- [EXCERTO]
▼

Note-se que a referência ao artigo 236º do CC interessa neste contexto (o da interpretação de acto processual correspondente a um articulado) como via para afirmar a relevância de um sentido normal da declaração na compreensão do efectivo sentido desse acto em algum dos seus elementos e até, por referência ao nº 2 do mesmo artigo 236º, para conferir valor interpretativo ao conhecimento pelos destinatários desse acto processual – destinatários que aqui funcionariam como declaratários – da vontade real do declarante.
Esta questão é desenvolvidamente tratada por Paula Costa e Silva (na obra referida na nota 12 supra), tomando como ponto de partida a afirmação de não ter o legislador do Código de Processo Civil construído um sistema de interpretação dos actos de processo nos termos em que isso sucede relativamente à lei, nos artigos 9º e seguintes do CC e à declaração negocial nos artigos 236º e seguintes do CC:
“[…]
Se é verdade que o Código de Processo Civil não contém um regime geral de interpretação dos actos das partes, é também verdade que ele inclui uma disposição fundamental em matéria de interpretação, a maioria das vezes não qualificada como tal. Referimo-nos ao artigo 193º, nº 3 [[12]].
[…]
Existe um paralelismo evidente entre o disposto no artigo 236º, nº 2 do CC e no artigo 193º, nº 3 do CPC.
De acordo com o artigo 236º, nº 2 do CC, a declaração emitida vale com a vontade real do declarante, se esta for conhecida do declaratário. O que significa que pode existir uma total descoincidência entre a vontade real e a vontade tal como foi ou aparece declarada. Neste caso, e porque o declaratário sabe exactamente aquilo que o declarante pretende, passa-se por cima do texto, valendo a declaração eventualmente com um sentido que aquele nem sequer comporta.

▲

- [MATERIAL FORNECIDO]

▼

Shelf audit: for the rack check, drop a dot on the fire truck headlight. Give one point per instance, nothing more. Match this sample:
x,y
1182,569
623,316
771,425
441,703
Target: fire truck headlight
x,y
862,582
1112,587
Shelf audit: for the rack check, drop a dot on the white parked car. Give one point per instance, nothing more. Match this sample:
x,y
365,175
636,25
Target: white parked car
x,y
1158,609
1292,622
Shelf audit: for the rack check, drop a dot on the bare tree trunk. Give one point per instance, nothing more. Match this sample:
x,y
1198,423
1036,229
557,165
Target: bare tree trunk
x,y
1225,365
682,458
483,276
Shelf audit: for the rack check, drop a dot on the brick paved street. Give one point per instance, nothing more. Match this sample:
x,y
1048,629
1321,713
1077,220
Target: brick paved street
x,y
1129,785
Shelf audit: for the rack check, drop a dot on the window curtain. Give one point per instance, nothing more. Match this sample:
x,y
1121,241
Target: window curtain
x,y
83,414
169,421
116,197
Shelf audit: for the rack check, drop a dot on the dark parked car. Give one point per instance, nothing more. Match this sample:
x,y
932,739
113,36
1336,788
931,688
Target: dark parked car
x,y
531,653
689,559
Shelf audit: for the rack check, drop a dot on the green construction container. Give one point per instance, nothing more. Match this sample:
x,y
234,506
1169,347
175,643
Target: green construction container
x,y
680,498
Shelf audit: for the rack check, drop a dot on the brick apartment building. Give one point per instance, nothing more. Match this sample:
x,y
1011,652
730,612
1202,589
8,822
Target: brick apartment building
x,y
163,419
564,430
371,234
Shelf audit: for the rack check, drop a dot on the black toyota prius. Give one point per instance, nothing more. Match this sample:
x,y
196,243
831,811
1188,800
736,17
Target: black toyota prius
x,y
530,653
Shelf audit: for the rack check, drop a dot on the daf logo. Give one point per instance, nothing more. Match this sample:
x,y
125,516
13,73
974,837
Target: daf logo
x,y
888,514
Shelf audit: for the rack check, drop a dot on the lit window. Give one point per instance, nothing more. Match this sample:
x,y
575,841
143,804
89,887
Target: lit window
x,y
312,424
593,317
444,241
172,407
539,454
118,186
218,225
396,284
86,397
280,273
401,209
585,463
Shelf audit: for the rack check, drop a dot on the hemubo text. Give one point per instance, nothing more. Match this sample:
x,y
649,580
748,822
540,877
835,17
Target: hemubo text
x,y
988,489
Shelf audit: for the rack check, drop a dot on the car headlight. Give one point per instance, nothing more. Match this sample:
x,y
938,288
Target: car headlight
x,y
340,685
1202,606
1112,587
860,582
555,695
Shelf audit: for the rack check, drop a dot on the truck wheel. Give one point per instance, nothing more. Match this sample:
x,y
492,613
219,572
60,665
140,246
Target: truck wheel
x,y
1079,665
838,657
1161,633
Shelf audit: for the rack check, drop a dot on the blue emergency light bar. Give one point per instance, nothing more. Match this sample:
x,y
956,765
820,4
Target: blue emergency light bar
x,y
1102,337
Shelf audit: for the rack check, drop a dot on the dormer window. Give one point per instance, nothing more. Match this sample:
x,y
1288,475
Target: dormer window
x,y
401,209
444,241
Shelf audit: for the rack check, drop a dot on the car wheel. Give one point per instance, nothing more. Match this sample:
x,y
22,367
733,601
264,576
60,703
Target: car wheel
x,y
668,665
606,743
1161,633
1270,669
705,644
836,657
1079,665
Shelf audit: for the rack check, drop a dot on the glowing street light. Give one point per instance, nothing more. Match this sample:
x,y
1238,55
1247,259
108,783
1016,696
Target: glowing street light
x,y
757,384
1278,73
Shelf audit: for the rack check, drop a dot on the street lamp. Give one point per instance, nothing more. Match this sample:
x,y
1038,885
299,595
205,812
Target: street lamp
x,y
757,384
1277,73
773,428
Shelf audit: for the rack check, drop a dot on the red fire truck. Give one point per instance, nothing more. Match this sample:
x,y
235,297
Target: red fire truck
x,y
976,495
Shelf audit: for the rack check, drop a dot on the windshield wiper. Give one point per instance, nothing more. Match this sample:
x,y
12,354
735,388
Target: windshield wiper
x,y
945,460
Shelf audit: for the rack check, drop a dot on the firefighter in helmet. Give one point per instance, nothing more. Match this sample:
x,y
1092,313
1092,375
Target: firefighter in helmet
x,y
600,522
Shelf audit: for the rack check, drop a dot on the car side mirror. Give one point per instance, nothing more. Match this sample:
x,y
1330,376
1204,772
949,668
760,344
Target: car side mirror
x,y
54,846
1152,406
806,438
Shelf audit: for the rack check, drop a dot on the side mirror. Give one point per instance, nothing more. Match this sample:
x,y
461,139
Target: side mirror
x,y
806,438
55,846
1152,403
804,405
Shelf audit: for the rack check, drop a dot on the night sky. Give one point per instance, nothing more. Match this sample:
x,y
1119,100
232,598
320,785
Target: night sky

▲

- [TAREFAS A REALIZAR]
**A)** Enumere, sem repetições, cada remissão distinta para artigos de código que aparece no excerto sobre a interpretação dos actos processuais, indicando sempre o código respetivo.
**B)** Prossiga o excerto sobre a interpretação dos actos processuais a partir da última frase apresentada.

- [RESPOSTAS POR TAREFA]
**A)**
- Artigo 236º do CC
- Artigo 236º, nº 2 do CC
- Artigos 9º e seguintes do CC
- Artigos 236º e seguintes do CC
- Artigo 193º, nº 3 do CPC

**B)**
O que encontramos no artigo 193º, nº 3 é algo de semelhante. Também neste caso a petição vale de acordo com o sentido real que o autor pretendia atribuir-lhe. A interpretação (no caso da ininteligibilidade) ou a integração (no caso de falta) realizadas pelo réu mostram que ele atribuiu o sentido correcto à imprecisa ou incompleta forma de expressão do autor.
Tanto num caso, como no outro, o sentido do acto pode ser fixado contra o texto.
No entanto, há uma dissemelhança entre os dois regimes. Enquanto o artigo 236º, nº 2 vincula o declaratário a uma intenção, que ele conhece, e que não pressupõe uma interpretação da declaração, o artigo 193º, nº 3 pressupõe que seja através da interpretação que o declaratário consegue apurar a intenção do declarante. Num caso, a intenção é oponível porque é conhecida; no outro, essa intenção é oponível porque foi descoberta.
[…]”[13] (sublinhado acrescentado).


            E acrescenta a Professora Paula Costa e Silva, justificando a vocação de generalidade como regra interpretativa do artigo 193º, nº 3 do CPC no que tange aos actos processuais:
“[…]
Se os diversos sujeitos processuais procederem a uma descodificação do acto, fixando-lhe um sentido comum, será este o sentido juridicamente relevante do acto postulativo.
O que equivale a dizer que, havendo uma coincidência entre a intenção do autor e o sentido apreendido da formalização dessa intenção, será esse o sentido com que deve valer o acto.
Pelo que, em caso de entendimento comum do acto postulativo, o sentido que a este é fixado coincide com o sentido genericamente considerado relevante quando se procede à fixação do sentido de uma declaração negocial. Nestes casos, exprimindo o acto de forma adequada a intenção do seu autor e sendo essa intenção appreendida, tanto pelo tribunal, como pela parte contrária, poderá concluir-se que o acto terá o sentido correspondente à intenção do seu autor
[…]”[14] (sublinhado acrescentado).

Fornecem-nos estas considerações elementos muito relevantes para a apreciação do caso concreto, em particular no que respeita à articulação lógica da pretensão dos AA., quanto ao exercício dos direitos de preferência de que se arrogam titulares, com o percurso expositivo que adoptam para caracterizar esses invocados direitos de preferir à R. na venda correspondente à escritura de fls. 29/30.
            É o que veremos de seguida.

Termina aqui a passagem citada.